**Work order A**
In the passage on the securities turnover tax, to what rate did Taiwan lower its STET?
**Work order B**
According to the passage on the securities turnover tax, why do we already know this tax works?
**Work order C**
From the passage on the securities turnover tax, reproduce the text starting at "It's called a" and ending at "to .30 percent...".

**Document excerpt**
The ever-knowledgeable Thom Hartmann has proposed the resurrection of a familiar market remedy to our current economic ills that:
--has served us well in the past, and is currently employed by healthy economies abroad
--pays for itself and then some after only a few years
--puts the responsibility for the cost on Wall Street, where it belongs
--brings revenue back to the taxpayers
--reduces the toxic speculation that helped create this problem, and encourages healthy investment
--is simple, and can stand alone
Best yet, we already know it works, because we used it for decades to generate revenue, and it was successfully adopted by the UK, France, Japan, Germany, Italy, Greece, Australia, France, China, Chile, Malaysia, India, Austria, and Belgium.
It's called a Securities Turnover Excise Tax. That is, if we were to implement, say, a .25 percent STET (tax) on every stock, swap, derivative, or other trade today, it would generate around $150 billion in revenue its first year. Wall Street would be funding its own bailout. As it damn well should.
Thom Hartmann gives some history of the STET tax:
Franklin D. Roosevelt, as part of the New Deal, put into place a series of rules to discourage speculation and promote investment, including maintaining -- and doubling -- the Securities Transaction Excise Tax. Other countries followed our lead.
...In the United Kingdom, for example, whenever you buy or sell a share of stock (or a credit swap or a derivative, or any other activity of that sort) you pay a small tax on the transaction...the UK's STET is .25 percent, and Taiwan just dropped theirs from .60 to .30 percent...

**Stored items**
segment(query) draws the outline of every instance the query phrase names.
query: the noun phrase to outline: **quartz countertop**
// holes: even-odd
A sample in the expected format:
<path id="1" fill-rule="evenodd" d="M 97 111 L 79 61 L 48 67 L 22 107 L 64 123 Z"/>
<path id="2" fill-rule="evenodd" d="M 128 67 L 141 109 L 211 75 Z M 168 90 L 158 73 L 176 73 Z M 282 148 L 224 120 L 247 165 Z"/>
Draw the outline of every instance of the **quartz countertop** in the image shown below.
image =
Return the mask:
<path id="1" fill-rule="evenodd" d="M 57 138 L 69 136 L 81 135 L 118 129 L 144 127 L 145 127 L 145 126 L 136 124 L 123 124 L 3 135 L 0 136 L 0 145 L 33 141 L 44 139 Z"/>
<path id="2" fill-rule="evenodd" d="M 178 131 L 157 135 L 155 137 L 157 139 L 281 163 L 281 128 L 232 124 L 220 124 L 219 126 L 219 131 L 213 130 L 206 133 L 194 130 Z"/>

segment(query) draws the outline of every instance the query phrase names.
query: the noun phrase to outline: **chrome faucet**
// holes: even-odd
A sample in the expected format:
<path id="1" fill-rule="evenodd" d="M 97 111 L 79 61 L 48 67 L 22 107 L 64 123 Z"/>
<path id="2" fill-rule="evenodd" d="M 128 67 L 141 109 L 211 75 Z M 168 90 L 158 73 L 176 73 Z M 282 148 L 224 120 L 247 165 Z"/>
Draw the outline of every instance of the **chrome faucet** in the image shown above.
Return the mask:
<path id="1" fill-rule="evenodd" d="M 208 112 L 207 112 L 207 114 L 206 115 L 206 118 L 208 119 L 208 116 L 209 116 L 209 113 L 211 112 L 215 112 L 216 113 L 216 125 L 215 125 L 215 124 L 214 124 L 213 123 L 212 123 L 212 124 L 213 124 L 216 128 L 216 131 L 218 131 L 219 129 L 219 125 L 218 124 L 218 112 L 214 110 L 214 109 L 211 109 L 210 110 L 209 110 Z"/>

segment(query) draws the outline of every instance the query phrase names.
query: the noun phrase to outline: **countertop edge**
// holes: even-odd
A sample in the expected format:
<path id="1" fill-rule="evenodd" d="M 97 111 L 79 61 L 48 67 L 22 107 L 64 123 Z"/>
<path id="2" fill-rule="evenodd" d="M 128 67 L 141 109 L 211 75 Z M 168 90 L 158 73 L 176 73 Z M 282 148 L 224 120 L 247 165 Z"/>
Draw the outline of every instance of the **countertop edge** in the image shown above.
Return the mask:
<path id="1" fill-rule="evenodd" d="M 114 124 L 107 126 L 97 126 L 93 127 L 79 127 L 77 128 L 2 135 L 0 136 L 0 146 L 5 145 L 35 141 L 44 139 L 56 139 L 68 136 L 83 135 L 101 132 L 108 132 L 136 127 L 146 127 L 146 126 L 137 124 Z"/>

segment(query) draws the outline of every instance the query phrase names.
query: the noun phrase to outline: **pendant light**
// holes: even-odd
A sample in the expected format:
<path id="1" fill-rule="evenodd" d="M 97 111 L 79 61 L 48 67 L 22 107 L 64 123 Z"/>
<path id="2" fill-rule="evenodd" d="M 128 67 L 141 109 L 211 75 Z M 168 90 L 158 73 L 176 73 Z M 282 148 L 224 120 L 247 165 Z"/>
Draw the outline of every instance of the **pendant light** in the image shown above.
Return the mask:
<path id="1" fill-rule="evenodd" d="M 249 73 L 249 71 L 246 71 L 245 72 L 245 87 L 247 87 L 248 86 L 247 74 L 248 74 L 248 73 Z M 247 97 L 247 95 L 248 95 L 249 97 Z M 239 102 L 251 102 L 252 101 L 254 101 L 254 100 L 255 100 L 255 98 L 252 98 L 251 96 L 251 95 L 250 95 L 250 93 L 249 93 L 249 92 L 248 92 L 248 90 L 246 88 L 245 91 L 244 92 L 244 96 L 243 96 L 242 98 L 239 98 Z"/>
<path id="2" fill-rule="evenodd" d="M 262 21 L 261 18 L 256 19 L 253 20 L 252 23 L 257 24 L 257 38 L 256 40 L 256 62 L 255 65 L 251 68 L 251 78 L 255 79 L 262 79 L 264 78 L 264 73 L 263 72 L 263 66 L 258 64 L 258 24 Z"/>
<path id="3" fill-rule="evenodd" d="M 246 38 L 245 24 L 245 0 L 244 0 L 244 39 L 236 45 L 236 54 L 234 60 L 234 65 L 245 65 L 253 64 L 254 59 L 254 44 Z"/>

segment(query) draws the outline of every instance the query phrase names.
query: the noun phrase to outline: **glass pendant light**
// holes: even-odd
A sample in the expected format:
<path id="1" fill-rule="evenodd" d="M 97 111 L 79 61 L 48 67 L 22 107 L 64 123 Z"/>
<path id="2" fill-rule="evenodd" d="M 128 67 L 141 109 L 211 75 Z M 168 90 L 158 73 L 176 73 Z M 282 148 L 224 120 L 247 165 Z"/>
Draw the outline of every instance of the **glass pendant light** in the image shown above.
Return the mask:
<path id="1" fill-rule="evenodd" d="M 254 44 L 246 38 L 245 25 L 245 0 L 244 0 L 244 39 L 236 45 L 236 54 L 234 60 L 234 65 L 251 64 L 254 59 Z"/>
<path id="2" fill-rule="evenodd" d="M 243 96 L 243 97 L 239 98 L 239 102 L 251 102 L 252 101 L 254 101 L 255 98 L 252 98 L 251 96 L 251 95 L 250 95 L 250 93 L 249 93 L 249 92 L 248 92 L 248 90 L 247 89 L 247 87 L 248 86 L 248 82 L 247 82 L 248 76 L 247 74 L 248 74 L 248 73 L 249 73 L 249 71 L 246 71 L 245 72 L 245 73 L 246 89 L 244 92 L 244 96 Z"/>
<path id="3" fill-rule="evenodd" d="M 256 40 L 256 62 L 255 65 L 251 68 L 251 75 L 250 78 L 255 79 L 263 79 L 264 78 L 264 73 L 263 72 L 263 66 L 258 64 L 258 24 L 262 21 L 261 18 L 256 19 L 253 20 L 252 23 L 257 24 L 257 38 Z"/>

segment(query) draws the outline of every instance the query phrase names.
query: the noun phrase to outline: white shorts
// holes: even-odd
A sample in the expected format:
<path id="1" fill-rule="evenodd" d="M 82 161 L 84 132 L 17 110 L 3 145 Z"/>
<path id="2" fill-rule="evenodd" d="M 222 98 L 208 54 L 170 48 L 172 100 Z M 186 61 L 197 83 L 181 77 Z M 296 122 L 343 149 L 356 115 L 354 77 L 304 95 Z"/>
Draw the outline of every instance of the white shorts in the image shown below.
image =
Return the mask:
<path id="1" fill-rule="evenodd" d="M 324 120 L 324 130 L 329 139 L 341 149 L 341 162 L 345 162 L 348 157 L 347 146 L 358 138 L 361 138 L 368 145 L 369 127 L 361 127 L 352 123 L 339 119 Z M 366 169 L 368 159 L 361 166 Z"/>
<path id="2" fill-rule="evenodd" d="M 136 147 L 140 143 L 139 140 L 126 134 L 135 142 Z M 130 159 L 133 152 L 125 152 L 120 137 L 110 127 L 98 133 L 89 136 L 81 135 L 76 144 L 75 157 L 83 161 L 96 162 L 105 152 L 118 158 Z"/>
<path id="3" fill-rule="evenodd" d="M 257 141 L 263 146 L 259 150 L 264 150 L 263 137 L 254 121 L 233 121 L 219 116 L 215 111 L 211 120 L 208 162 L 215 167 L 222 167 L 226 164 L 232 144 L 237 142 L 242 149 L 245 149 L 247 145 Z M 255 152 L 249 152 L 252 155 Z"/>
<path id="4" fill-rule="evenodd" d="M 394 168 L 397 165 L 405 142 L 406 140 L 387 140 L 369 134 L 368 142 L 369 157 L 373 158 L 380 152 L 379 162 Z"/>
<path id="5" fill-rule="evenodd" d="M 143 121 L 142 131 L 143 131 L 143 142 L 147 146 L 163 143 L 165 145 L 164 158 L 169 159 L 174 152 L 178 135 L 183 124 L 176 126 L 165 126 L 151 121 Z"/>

**Task answer A**
Taiwan lowered its STET from .60 percent to .30 percent.

**Task answer B**
We already know it works because the United States used it for decades to generate revenue. It was also successfully adopted by many other countries, including the UK, France, Japan, Germany, China and India.

**Task answer C**
It's called a Securities Turnover Excise Tax. That is, if we were to implement, say, a .25 percent STET (tax) on every stock, swap, derivative, or other trade today, it would generate around $150 billion in revenue its first year. Wall Street would be funding its own bailout. As it damn well should.
Thom Hartmann gives some history of the STET tax:
Franklin D. Roosevelt, as part of the New Deal, put into place a series of rules to discourage speculation and promote investment, including maintaining -- and doubling -- the Securities Transaction Excise Tax. Other countries followed our lead.
...In the United Kingdom, for example, whenever you buy or sell a share of stock (or a credit swap or a derivative, or any other activity of that sort) you pay a small tax on the transaction...the UK's STET is .25 percent, and Taiwan just dropped theirs from .60 to .30 percent...